(Referring expression pointing data)
'''

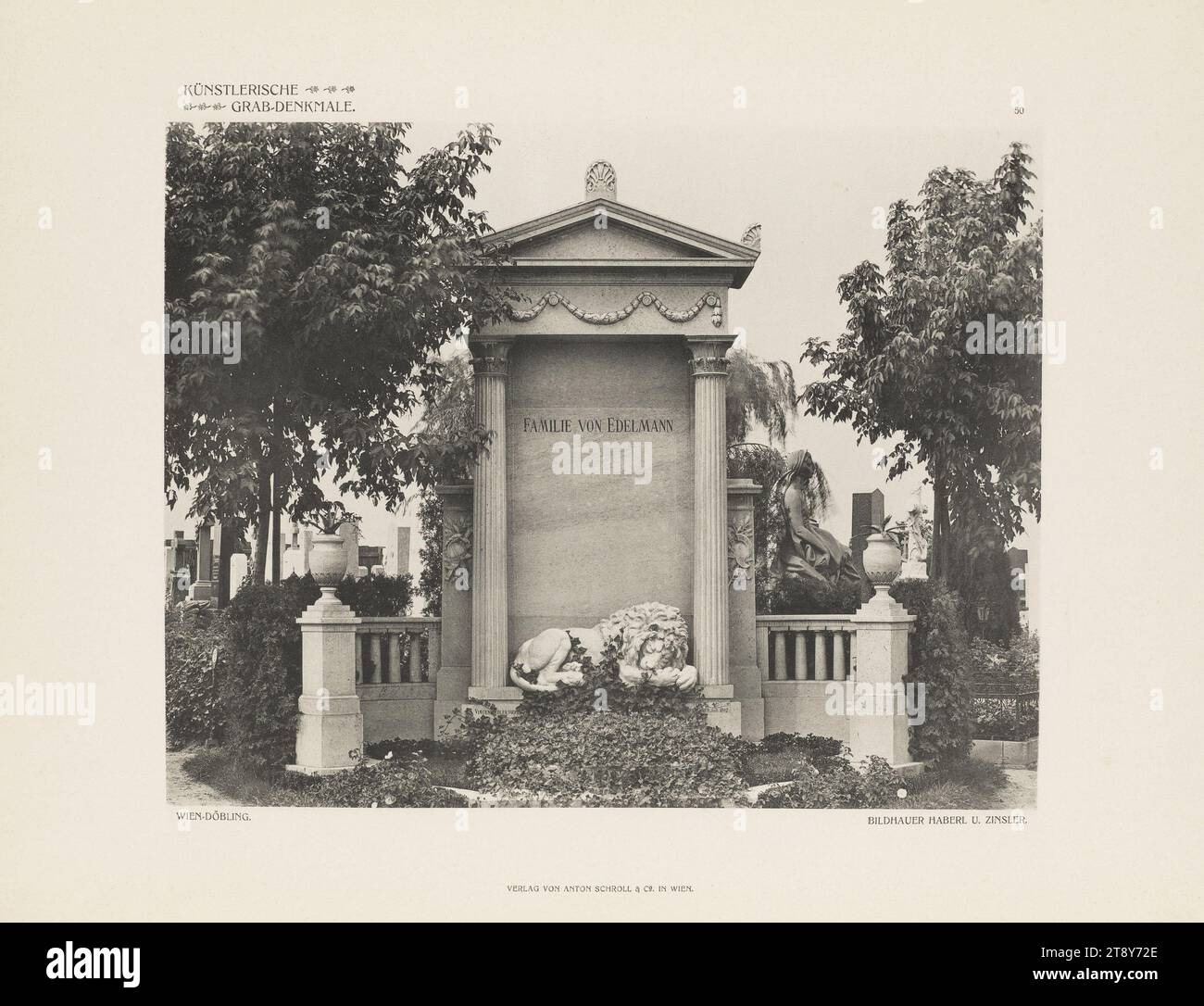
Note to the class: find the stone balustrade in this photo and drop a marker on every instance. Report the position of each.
(806, 648)
(390, 650)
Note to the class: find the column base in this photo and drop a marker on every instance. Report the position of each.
(506, 698)
(326, 740)
(722, 710)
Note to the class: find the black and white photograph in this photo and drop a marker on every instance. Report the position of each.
(672, 457)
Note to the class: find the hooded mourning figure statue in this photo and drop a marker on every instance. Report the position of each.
(807, 551)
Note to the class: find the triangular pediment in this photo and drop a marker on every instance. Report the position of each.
(603, 232)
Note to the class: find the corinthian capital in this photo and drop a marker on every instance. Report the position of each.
(492, 356)
(709, 355)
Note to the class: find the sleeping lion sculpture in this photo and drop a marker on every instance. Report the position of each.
(653, 648)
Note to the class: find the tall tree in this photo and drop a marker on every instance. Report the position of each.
(445, 421)
(345, 272)
(909, 363)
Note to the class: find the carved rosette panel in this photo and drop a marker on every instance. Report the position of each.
(646, 299)
(739, 546)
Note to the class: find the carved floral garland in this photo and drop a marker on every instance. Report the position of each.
(612, 317)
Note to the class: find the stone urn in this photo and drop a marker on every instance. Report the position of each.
(882, 560)
(328, 561)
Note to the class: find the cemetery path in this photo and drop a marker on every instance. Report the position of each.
(1020, 789)
(184, 790)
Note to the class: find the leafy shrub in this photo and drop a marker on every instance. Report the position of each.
(195, 714)
(790, 596)
(811, 746)
(260, 689)
(940, 661)
(839, 784)
(1018, 661)
(634, 760)
(377, 596)
(389, 784)
(260, 676)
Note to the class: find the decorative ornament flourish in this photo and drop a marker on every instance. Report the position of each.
(646, 299)
(601, 181)
(457, 547)
(739, 547)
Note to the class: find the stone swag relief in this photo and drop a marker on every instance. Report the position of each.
(584, 446)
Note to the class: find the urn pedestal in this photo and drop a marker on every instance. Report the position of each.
(330, 730)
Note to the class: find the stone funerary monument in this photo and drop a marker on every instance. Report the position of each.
(605, 485)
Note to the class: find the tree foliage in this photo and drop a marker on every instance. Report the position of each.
(961, 256)
(759, 392)
(345, 272)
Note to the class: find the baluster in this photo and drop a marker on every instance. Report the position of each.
(433, 650)
(416, 657)
(373, 673)
(395, 657)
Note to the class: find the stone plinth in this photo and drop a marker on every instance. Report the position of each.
(883, 625)
(330, 730)
(709, 364)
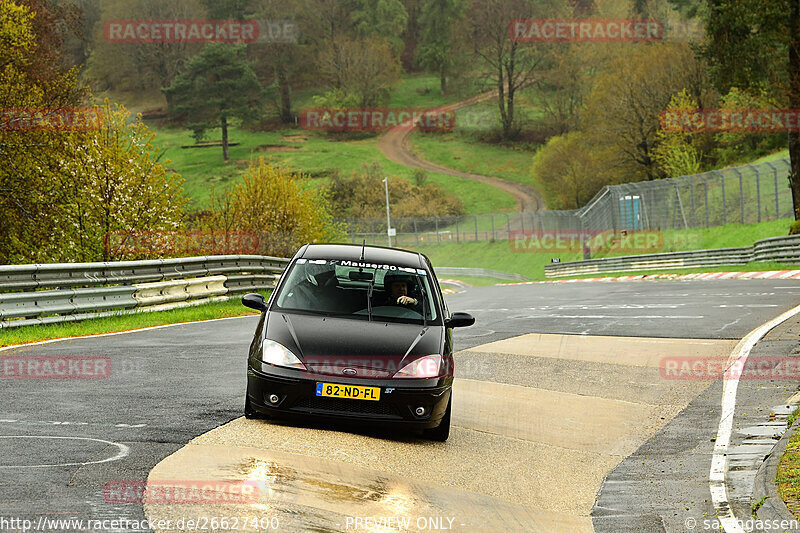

'''

[Your task] Write out all the entries word for word, but skip any images.

[Result of this exercise]
Note to the class: find the stone balustrade in this photo and drop a marker on every instance. Report the position of each.
(806, 648)
(390, 650)
Note to the class: find the column base in this photo and drop a marker on every instance. Report the position of each.
(506, 698)
(326, 740)
(722, 710)
Note to the class: find the black and white photograph in this photo and drop a marker on every instance. Report the position of each.
(672, 457)
Note to the class: find the hooded mourning figure statue in this photo and drop a marker on every instance. Report the position of each.
(807, 551)
Note to the class: find the triangular pediment in this photo and drop a marker on every instance. Report the position of each.
(603, 232)
Note to the class: find the corinthian capital in this photo and drop a marker on every instance. Report the position of each.
(492, 356)
(709, 355)
Note to the class: find the sleeping lion sculpture in this photo and drop a marker on every instance. Report the position of each.
(653, 648)
Note to the class: find the tall tree in this photo and drop a marker on every instance. Report the position of each.
(445, 421)
(345, 272)
(909, 363)
Note to the class: find the carved rosette panel in this photo and drop a marker on every instance. Report the position of each.
(646, 299)
(739, 546)
Note to the class: find the carved floral garland in this photo and drop a marker on every instance. Report the position of each.
(612, 317)
Note to the class: find the stone urn in this photo and drop a marker on every instance. Report the position of each.
(882, 560)
(328, 561)
Note to the class: find the cemetery path in this photo and drop a marker on every instance. Report the position of each.
(1020, 789)
(184, 790)
Note to the class: find the leafy shrub in this photo and drop a marker on every instance. Report the position of each.
(195, 714)
(790, 596)
(811, 746)
(260, 689)
(940, 661)
(839, 784)
(1018, 661)
(634, 760)
(377, 596)
(389, 784)
(260, 676)
Note to the class: find the decorative ornament flourish in this photo and drop a marker on every instance. Report the position of each.
(646, 299)
(601, 181)
(457, 547)
(739, 547)
Note to the class: find the stone swag relief in this photo and drop a marker on every instance. Report the position of each.
(584, 446)
Note to the class: find the urn pedestal in this photo and drop a marker on every instance. Report the position of each.
(330, 730)
Note to the class: find the stone funerary monument in this photo and drop a marker on every instance. Report the position of each.
(605, 485)
Note to the class: find the tree foliage in this photo and drop a marker on every instance. Report the position of each.
(961, 256)
(759, 392)
(345, 272)
Note to the class: find the baluster in this photo and drop a marker on every instance. Report the position of each.
(433, 650)
(416, 657)
(373, 673)
(395, 657)
Note to the class: find the stone plinth in this photo and drop a marker on every instance. Report the position of each.
(883, 625)
(330, 730)
(709, 364)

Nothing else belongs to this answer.